Lands' End posts $3M profit in 2Q
August 13, 2001,
Boosting sales in its core apparel and home fashions catalogs, and at the same time cutting costs, direct-mailer Lands' End Inc. posted a $3.0 million second-quarter profit, recovering from a $1.9 million year-ago loss and easily beating Wall Street expectations.
Breaking sales out by segment, Lands' End reported that sales in core apparel catalogs increased by 6 percent; sales of Kids and Coming Home moved up in the mid-single-digits, while the entire specialty segment inched up just 1 percent; and international sales fell off by 7 percent, mostly due to the effect of the strong dollar against weaker foreign currencies. Internet sales grew by almost a third, rising by 32 percent, to $51 million from $39 million last year.
Boosting the bottom line, in addition to stronger sales, the company reduced its overhead costs by 300 basis points, to 45.5 percent of sales from 48.5 percent the prior year. Measured in absolute dollars, costs were whittled down by 3.5 percent, to $119.7 million from $124.0 million, a cash savings of $4.3 million.

Material supplied:
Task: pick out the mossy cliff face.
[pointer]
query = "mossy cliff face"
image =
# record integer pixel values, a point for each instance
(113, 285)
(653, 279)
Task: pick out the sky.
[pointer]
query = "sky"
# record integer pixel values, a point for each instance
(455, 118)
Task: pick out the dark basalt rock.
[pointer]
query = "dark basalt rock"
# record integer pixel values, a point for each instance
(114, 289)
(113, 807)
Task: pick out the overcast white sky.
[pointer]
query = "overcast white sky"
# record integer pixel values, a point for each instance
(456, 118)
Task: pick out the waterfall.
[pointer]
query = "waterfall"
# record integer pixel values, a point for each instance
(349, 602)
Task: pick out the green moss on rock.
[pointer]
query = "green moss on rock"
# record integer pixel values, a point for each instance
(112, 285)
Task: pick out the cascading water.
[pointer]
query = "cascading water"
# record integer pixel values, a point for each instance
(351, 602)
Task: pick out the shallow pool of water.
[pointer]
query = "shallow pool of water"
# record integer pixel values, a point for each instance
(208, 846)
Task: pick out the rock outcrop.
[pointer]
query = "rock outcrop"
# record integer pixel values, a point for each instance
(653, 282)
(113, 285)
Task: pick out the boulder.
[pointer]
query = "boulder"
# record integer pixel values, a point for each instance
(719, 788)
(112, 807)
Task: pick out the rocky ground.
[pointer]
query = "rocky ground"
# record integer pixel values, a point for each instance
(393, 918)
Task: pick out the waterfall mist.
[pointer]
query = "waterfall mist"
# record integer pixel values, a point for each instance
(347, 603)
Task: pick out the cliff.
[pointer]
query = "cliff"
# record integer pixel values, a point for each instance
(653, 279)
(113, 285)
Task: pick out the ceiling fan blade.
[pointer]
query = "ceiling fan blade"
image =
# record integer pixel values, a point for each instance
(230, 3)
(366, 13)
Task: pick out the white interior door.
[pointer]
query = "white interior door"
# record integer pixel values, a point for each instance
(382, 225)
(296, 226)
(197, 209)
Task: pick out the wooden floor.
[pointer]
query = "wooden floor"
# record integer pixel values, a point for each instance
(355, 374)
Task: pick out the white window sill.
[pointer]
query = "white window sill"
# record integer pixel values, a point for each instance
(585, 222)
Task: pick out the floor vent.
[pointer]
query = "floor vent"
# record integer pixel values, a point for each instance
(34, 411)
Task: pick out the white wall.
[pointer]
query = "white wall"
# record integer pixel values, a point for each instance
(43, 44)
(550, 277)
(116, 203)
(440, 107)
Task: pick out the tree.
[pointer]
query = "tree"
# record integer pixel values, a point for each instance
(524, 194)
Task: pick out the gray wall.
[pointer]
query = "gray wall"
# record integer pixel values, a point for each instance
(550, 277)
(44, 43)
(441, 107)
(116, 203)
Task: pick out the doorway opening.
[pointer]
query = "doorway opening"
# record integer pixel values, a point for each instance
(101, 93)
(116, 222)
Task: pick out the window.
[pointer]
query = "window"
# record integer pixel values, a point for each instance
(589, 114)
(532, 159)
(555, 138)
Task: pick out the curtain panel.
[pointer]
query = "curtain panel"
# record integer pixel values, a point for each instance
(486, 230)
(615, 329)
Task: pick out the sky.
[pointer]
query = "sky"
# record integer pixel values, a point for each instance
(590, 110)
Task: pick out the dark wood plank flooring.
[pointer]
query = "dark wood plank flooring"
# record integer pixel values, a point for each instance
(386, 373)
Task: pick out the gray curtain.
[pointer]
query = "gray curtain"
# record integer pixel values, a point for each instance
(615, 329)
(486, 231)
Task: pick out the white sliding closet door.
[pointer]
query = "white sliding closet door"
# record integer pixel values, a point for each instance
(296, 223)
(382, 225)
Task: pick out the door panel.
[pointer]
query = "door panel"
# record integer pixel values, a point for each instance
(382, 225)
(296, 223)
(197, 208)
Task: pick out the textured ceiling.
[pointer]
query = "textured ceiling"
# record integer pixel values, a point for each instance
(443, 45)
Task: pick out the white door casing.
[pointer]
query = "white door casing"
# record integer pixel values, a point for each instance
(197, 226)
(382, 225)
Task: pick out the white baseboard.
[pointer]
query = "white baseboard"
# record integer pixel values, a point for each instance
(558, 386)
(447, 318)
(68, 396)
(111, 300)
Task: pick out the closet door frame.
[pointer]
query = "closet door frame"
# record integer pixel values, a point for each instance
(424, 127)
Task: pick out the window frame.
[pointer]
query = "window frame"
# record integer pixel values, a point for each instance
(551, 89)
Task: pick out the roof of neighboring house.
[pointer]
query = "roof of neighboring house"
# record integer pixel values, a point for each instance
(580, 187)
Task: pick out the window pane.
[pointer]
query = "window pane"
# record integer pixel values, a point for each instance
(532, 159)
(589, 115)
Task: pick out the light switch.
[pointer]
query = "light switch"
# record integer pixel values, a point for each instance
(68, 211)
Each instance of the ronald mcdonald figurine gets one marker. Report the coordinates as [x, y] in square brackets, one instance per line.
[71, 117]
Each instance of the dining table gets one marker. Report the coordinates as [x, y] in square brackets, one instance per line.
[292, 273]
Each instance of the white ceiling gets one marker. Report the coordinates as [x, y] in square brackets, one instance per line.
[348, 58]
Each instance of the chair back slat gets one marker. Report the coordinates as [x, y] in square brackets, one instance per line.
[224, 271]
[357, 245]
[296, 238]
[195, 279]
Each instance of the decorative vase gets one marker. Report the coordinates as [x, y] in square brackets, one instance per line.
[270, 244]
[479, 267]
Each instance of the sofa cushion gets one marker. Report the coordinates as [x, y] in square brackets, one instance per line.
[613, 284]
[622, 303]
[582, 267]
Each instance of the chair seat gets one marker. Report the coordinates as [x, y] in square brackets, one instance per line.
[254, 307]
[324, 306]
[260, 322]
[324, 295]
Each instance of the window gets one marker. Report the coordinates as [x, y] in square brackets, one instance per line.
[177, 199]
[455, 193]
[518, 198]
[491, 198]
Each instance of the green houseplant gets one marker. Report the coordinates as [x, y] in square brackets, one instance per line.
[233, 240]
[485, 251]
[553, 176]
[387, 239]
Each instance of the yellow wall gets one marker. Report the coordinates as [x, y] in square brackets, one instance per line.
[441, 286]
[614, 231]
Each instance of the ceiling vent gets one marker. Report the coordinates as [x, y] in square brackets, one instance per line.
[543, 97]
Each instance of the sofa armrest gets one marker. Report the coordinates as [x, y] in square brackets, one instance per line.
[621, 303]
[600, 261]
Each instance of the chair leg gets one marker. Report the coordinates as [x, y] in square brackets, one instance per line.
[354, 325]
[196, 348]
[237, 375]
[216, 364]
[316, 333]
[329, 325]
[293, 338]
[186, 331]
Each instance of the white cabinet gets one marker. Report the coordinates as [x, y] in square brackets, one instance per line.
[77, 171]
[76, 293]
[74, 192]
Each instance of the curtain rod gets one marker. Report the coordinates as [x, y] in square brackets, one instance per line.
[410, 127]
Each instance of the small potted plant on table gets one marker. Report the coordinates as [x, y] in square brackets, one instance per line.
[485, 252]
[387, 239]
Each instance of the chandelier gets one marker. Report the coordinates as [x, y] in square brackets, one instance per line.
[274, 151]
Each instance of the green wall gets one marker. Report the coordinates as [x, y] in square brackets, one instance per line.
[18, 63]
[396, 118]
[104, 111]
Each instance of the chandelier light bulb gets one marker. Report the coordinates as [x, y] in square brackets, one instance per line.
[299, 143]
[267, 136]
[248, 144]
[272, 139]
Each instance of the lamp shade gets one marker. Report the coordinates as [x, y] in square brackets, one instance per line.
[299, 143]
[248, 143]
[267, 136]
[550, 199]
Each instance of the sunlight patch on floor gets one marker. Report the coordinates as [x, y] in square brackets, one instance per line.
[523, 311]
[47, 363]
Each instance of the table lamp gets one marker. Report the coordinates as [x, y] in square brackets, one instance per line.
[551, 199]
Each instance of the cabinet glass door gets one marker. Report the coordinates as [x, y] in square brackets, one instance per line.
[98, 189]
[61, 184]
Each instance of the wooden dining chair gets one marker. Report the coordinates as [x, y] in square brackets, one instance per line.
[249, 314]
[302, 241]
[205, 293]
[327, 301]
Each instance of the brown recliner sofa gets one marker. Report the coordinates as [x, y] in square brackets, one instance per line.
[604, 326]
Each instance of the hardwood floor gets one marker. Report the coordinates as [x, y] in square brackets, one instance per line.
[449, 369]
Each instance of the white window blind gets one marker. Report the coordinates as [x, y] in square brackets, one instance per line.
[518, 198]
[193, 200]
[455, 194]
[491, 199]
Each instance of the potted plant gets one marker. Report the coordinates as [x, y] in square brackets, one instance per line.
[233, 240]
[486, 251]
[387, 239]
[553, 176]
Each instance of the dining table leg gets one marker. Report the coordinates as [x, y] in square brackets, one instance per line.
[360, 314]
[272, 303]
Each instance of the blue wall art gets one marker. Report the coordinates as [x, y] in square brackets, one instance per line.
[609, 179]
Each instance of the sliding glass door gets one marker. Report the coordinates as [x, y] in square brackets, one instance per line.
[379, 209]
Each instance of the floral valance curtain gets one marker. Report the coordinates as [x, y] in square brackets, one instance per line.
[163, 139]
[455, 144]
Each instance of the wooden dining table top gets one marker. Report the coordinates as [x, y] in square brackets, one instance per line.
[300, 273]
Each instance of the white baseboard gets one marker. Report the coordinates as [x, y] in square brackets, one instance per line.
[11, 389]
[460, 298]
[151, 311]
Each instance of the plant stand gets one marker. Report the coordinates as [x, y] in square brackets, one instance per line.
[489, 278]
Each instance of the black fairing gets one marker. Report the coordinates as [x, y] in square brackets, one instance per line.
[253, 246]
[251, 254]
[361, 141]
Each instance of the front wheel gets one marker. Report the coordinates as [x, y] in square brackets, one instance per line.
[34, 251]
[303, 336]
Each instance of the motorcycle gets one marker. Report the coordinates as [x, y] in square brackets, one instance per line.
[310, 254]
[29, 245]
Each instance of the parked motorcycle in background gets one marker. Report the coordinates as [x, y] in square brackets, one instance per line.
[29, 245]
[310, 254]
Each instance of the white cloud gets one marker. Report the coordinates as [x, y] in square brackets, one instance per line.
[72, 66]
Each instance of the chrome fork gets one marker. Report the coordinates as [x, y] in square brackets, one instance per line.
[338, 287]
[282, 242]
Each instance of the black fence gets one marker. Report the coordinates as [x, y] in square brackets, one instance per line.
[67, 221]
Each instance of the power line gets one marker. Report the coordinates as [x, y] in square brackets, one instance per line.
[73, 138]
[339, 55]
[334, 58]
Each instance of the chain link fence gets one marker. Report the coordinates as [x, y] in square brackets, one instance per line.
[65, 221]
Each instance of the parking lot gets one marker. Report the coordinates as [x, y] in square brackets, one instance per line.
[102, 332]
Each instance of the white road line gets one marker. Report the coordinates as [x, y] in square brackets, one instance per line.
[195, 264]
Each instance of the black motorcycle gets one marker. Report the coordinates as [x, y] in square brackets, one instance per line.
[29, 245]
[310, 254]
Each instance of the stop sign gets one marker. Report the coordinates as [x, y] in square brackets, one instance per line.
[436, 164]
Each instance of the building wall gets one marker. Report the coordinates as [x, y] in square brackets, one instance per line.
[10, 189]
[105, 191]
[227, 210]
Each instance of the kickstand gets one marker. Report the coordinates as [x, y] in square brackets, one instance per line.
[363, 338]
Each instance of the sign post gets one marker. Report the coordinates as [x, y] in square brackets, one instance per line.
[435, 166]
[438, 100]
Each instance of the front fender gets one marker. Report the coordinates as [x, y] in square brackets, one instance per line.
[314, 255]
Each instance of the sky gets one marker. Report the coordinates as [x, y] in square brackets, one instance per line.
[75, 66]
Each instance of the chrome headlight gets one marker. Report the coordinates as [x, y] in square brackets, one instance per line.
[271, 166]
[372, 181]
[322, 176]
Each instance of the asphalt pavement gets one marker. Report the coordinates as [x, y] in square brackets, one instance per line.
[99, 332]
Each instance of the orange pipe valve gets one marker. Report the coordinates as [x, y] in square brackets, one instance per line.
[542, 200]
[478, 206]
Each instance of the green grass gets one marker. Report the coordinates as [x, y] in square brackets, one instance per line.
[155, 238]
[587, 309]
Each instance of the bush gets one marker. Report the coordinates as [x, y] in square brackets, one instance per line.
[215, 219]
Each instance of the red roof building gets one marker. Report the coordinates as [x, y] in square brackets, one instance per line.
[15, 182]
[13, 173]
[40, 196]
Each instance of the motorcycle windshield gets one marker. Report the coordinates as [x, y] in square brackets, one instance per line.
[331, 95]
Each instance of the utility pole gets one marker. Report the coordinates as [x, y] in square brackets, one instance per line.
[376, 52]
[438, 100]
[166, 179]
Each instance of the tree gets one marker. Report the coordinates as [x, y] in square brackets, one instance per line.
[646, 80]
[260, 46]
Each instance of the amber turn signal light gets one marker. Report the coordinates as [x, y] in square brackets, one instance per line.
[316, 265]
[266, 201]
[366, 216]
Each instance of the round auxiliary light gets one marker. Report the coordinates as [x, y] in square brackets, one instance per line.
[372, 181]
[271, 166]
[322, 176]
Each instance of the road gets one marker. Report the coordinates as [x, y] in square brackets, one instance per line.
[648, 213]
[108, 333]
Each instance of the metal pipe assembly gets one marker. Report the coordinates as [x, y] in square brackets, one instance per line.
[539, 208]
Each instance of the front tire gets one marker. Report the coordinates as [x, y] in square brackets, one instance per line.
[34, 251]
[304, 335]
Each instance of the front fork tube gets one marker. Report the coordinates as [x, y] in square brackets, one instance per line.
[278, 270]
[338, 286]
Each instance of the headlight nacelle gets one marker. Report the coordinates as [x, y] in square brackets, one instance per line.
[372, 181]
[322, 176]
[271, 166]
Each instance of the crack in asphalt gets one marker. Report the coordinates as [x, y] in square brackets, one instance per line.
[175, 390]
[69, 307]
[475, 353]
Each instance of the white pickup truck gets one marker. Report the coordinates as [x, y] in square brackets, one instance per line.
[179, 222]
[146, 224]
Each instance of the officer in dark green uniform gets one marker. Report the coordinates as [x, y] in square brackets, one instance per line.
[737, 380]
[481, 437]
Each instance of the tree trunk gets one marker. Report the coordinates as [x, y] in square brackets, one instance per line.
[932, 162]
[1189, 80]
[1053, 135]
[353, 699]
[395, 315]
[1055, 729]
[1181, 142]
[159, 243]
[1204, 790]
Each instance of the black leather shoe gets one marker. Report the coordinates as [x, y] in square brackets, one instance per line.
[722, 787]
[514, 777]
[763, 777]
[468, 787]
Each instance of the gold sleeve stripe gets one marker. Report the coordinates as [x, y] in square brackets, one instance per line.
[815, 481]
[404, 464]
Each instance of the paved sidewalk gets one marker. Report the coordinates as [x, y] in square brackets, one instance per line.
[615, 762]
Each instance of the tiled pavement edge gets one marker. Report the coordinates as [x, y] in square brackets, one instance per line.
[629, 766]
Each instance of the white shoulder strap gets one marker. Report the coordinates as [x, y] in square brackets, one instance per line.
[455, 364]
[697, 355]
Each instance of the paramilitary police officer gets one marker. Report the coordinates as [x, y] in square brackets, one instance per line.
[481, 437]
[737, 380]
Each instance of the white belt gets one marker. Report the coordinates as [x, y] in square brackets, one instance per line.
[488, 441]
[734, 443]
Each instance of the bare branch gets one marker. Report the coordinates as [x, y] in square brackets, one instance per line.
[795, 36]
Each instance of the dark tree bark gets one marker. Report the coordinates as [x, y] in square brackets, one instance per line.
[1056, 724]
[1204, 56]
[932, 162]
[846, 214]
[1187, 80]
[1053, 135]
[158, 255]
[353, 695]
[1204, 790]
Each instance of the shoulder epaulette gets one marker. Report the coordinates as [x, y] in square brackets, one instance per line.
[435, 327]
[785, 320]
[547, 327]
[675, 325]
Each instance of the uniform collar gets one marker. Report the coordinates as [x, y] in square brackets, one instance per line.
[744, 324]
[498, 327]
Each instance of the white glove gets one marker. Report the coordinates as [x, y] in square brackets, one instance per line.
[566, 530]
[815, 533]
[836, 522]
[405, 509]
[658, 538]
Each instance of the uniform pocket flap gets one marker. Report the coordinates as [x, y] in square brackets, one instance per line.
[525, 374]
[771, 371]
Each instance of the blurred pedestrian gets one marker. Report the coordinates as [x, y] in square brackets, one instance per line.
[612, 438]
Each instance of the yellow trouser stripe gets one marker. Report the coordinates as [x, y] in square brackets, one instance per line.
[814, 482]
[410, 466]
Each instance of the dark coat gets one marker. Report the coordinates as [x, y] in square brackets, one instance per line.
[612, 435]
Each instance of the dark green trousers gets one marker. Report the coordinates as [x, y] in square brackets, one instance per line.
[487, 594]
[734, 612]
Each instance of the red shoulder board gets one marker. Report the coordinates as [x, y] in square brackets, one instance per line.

Given exercise 1:
Decide whether each statement agrees with the Lands' End article, answering yes or no and quoting the words of the article that settle it: (a) Internet sales rose by 32 percent. (b) International sales increased during the quarter. (c) The company had posted a loss in the same quarter a year earlier.
Given exercise 2:
According to the Lands' End article, by how many basis points did the company reduce its overhead costs?
Given exercise 3:
Print out the passage of the Lands' End article starting with "Breaking sales out" and going on through "of $4.3 million.".

Correct answer 1:
(a) Yes: "Internet sales grew by almost a third, rising by 32 percent"
(b) No: "international sales fell off by 7 percent"
(c) Yes: "recovering from a $1.9 million year-ago loss"

Correct answer 2:
By 300 basis points, to 45.5 percent of sales from 48.5 percent.

Correct answer 3:
Breaking sales out by segment, Lands' End reported that sales in core apparel catalogs increased by 6 percent; sales of Kids and Coming Home moved up in the mid-single-digits, while the entire specialty segment inched up just 1 percent; and international sales fell off by 7 percent, mostly due to the effect of the strong dollar against weaker foreign currencies. Internet sales grew by almost a third, rising by 32 percent, to $51 million from $39 million last year.
Boosting the bottom line, in addition to stronger sales, the company reduced its overhead costs by 300 basis points, to 45.5 percent of sales from 48.5 percent the prior year. Measured in absolute dollars, costs were whittled down by 3.5 percent, to $119.7 million from $124.0 million, a cash savings of $4.3 million.